SOURCE EXTRACT:

###

Likewise, the proto-SJWs portrayed in Tagomi's alternate timeline as working to ban the Bomb come across (through the use of Tagomi as the POV character) as naive, entitled, self-important, and
insufferably earnest crusaders. While that fits with Gen Xers like me actually see Boomers, and I strongly suspect is one of the most objectively accurate portrayals of Boomers ever broadcast, you rarely if ever see Boomers (and in particularly their 1960s activism period) portrayed that way in film and television.
If you had told me Tagomi would jump timelines to something resembling ours and encounter a group of young Boomer activist college students, I'd have naturally expected them to be shown as heroic, courageous, and right about everything both factual and moral. I'd have expected them to be presented as wise beyond their years, certainly wiser and more enlightened than the old fuddy-duddy Tagomi-san with his outmoded and ridiculous Imperial militarism and traditional gender and generational roles and expectations. They're 1960s Boomer political activists, after all, full of boundless hope for the future and glorious progressive ideas, their not-quite-visible halos not yet bent by the assassinations of their secular gods and the corrosive effects of The Only War In History That Has Ever Happened Or Mattered. Instead, they come across as insufferable (apart from alt-Julianna). Tagomi is actually put off by his son's attitudes and beliefs, and it's not the moral arguments and precocious wisdom or elven goodness of these obnoxious twats that gets through to Tagomi in the end, but the hard reality of the hydrogen bomb shown in the newsreel. (And even then he isn't persuaded to the kids' position - he averts war, yes, but by using the film as a bluff concerning what the Empire has in hand, rather than the route a stereotypical Boomer would take of using it for purposes of emotional manipulation by showing the immoral end result of a nuclear arms race and the threat to all humanity and the little babies and puppies and such.)
Even the interracial marriage element isn't presented in the usual or expected way - Tagomi (the functionary of a highly racist regime) eventually does come around to accepting his son's marriage and mixed-race child, but it's clearly not because he's been magically persuaded by the saintly Boomer Kidz and their impeccable moral superiority to abandon his racist ways and join the Right Side of History, it's that he has a personal daughterly fondness for Julianna, particularly this alternative Julianna who is happy and innocent in contrast to the troubled and tragic one he knows from his "real" world (ie: he accepts it for personal rather than progressive political or virtue-signalling or conforming-with-social-mood reasons). He is portrayed as being highly disappointed and dismayed with his son, to the point that the original alt-Tagomi threw himself off a bridge, and this is treated (amazingly) as reasonable and understandable rather than with the "you just don't understand,
Dad" contempt one would expect. It's almost as though his acceptance involves seeing Julianna as his actual daughter with his biological son as some obnoxious activist dickweed she married.
tl;dr: The German youth are shown as arrogant degenerates and the alternate-American youth as naive fools, exactly the opposite of how Hollywood would usually portray Boomers (or in this case, their analogues).
If MITHC is aiming to sell the usual dyscivic narratives, they're doing a poor job. Thankfully.

###

(Stored records)

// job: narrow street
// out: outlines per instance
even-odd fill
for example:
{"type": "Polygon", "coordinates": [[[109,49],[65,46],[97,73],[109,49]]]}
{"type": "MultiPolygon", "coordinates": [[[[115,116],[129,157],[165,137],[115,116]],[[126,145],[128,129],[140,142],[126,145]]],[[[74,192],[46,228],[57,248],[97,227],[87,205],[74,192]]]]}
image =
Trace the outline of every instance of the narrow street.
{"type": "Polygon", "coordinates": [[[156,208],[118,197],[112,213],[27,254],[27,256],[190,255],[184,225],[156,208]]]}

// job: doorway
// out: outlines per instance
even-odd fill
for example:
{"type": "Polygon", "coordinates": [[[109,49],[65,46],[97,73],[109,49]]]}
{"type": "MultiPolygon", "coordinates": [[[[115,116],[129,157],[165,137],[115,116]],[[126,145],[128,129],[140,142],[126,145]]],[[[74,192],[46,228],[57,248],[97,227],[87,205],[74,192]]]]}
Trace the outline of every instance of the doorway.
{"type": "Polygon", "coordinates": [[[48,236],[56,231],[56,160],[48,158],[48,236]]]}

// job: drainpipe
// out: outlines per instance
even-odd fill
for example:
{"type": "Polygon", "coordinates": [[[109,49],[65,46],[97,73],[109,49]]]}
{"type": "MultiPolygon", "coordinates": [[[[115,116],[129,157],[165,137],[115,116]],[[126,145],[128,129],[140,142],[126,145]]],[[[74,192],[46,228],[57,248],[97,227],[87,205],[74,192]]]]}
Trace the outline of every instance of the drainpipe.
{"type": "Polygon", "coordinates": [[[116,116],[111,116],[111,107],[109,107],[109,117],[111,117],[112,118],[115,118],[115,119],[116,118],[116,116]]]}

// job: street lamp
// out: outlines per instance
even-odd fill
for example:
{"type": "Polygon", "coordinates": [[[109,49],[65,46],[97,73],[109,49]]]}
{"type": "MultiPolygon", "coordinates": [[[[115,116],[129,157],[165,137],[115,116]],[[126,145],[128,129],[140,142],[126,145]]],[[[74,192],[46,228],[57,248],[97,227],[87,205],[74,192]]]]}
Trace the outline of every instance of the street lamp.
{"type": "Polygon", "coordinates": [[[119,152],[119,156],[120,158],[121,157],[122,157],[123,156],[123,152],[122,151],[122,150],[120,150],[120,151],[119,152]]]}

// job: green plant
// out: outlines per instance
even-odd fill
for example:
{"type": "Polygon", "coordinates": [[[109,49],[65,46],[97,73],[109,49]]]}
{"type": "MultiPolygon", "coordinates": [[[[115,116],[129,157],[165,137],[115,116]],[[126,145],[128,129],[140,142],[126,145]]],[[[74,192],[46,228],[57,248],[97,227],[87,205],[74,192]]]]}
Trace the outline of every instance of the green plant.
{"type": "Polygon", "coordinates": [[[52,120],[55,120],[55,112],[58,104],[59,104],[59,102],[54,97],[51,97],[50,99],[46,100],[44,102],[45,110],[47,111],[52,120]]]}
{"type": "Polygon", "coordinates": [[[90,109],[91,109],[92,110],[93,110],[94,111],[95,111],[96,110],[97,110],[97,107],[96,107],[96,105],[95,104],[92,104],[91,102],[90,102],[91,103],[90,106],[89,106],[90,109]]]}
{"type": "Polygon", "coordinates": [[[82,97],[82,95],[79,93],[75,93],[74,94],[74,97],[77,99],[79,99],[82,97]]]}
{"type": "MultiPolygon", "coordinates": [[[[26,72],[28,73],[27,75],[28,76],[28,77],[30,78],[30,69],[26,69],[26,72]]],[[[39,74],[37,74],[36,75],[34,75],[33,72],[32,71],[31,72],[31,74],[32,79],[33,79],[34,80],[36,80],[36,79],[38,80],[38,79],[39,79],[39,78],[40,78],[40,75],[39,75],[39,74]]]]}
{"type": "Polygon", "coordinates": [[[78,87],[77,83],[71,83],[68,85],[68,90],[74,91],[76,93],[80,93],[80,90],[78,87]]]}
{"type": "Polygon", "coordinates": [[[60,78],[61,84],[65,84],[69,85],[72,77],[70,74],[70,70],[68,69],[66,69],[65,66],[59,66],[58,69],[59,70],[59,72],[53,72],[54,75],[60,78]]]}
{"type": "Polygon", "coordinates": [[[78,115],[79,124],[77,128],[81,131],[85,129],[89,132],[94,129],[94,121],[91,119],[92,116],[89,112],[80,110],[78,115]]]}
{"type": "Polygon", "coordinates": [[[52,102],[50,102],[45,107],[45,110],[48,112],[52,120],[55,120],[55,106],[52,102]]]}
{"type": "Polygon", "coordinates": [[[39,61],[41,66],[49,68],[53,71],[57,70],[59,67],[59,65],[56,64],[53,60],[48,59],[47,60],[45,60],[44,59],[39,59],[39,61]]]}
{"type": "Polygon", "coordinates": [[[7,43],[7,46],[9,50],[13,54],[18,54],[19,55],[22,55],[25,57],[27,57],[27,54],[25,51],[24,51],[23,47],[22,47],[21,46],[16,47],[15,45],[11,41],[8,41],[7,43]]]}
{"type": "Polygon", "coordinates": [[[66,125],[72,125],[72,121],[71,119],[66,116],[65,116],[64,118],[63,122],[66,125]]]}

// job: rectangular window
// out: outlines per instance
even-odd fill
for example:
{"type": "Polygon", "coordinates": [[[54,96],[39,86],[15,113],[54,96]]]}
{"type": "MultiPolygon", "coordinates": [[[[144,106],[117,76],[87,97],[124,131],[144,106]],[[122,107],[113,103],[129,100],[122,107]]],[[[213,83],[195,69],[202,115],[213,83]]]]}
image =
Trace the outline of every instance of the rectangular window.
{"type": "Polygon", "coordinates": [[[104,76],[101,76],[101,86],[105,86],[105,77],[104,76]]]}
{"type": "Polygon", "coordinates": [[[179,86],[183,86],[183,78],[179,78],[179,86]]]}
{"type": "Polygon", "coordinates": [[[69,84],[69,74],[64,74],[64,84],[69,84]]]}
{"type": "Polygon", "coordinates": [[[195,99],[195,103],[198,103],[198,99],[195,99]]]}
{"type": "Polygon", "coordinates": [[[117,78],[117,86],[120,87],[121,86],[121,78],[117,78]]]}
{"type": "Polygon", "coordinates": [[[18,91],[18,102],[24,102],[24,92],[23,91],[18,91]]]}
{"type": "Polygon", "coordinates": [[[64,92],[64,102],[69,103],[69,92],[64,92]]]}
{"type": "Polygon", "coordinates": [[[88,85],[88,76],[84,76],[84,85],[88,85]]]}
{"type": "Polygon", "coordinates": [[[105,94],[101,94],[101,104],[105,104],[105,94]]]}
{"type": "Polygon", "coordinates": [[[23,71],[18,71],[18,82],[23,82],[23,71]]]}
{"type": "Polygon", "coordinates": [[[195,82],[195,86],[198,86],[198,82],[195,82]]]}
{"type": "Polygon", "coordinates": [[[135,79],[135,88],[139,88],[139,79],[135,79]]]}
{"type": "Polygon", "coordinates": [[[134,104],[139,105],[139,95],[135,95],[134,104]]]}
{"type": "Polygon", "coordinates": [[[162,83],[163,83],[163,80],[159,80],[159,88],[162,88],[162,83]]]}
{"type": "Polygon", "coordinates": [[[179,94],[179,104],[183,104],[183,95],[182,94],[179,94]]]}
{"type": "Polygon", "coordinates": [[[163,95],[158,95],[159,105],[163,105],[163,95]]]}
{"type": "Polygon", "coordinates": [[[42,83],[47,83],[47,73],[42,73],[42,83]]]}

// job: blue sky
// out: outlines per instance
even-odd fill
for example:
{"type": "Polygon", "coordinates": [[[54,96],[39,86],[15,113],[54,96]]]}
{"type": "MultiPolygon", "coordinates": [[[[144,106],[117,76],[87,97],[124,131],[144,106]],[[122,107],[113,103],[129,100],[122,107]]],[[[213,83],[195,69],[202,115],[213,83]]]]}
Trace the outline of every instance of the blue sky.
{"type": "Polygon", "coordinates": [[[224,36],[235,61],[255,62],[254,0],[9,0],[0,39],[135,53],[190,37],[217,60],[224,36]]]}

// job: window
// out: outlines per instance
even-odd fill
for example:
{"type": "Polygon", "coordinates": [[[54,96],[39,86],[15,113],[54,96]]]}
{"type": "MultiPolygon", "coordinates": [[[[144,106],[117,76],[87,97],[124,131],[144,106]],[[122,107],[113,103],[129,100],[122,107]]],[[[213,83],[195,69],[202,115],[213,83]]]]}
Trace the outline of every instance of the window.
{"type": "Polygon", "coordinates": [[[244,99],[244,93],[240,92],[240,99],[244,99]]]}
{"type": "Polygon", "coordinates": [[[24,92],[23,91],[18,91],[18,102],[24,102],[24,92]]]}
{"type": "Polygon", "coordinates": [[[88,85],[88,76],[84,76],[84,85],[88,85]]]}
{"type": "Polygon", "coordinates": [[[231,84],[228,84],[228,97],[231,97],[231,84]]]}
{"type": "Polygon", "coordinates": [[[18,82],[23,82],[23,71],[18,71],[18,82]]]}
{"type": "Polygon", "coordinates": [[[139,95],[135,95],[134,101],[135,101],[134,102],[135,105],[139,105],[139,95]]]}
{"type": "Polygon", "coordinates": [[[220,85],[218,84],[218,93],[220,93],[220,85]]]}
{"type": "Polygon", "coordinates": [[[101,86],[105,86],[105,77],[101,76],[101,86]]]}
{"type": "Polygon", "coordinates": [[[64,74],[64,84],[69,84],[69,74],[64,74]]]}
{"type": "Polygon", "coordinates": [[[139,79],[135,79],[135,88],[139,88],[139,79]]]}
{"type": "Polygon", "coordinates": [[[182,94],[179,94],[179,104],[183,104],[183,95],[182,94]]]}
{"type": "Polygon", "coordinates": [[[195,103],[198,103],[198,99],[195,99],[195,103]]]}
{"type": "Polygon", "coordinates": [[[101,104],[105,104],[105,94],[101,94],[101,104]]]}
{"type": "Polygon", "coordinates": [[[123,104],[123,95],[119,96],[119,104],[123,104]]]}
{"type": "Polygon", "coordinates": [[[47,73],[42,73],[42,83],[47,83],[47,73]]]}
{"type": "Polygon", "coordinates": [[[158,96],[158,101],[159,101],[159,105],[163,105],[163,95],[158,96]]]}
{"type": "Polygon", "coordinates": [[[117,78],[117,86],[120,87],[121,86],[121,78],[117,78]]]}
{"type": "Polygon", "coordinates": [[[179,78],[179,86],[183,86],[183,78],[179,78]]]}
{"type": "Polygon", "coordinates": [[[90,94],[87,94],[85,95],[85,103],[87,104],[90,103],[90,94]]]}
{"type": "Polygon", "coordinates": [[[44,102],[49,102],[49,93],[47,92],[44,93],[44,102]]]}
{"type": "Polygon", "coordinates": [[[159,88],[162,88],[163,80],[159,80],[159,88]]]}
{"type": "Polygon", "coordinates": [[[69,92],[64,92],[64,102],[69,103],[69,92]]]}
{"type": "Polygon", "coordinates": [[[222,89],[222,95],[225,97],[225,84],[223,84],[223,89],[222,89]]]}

###

EXERCISE REQUIREMENTS:
**1)** Based on the commentary on Tagomi's alternate timeline, decide whether each statement agrees with it: (a) Tagomi averts war by using the film as a bluff. (b) Tagomi accepts his son's marriage because the activists' moral arguments persuade him. (c) The German youth are shown as naive fools. Answer yes or no for each, and quote the words of the commentary that decide it.
**2)** According to the commentary on Tagomi's alternate timeline, what did the original alt-Tagomi do because of his disappointment with his son?
**3)** Transcribe the stretch of the commentary on Tagomi's alternate timeline from "tl;dr: The German" through "poor job. Thankfully.".

RESPONSES BY TASK:
**1)**
(a) Yes: "he averts war, yes, but by using the film as a bluff concerning what the Empire has in hand"
(b) No: "it's clearly not because he's been magically persuaded by the saintly Boomer Kidz and their impeccable moral superiority to abandon his racist ways"
(c) No: "The German youth are shown as arrogant degenerates"

**2)** He threw himself off a bridge.

**3)**
tl;dr: The German youth are shown as arrogant degenerates and the alternate-American youth as naive fools, exactly the opposite of how Hollywood would usually portray Boomers (or in this case, their analogues).
If MITHC is aiming to sell the usual dyscivic narratives, they're doing a poor job. Thankfully.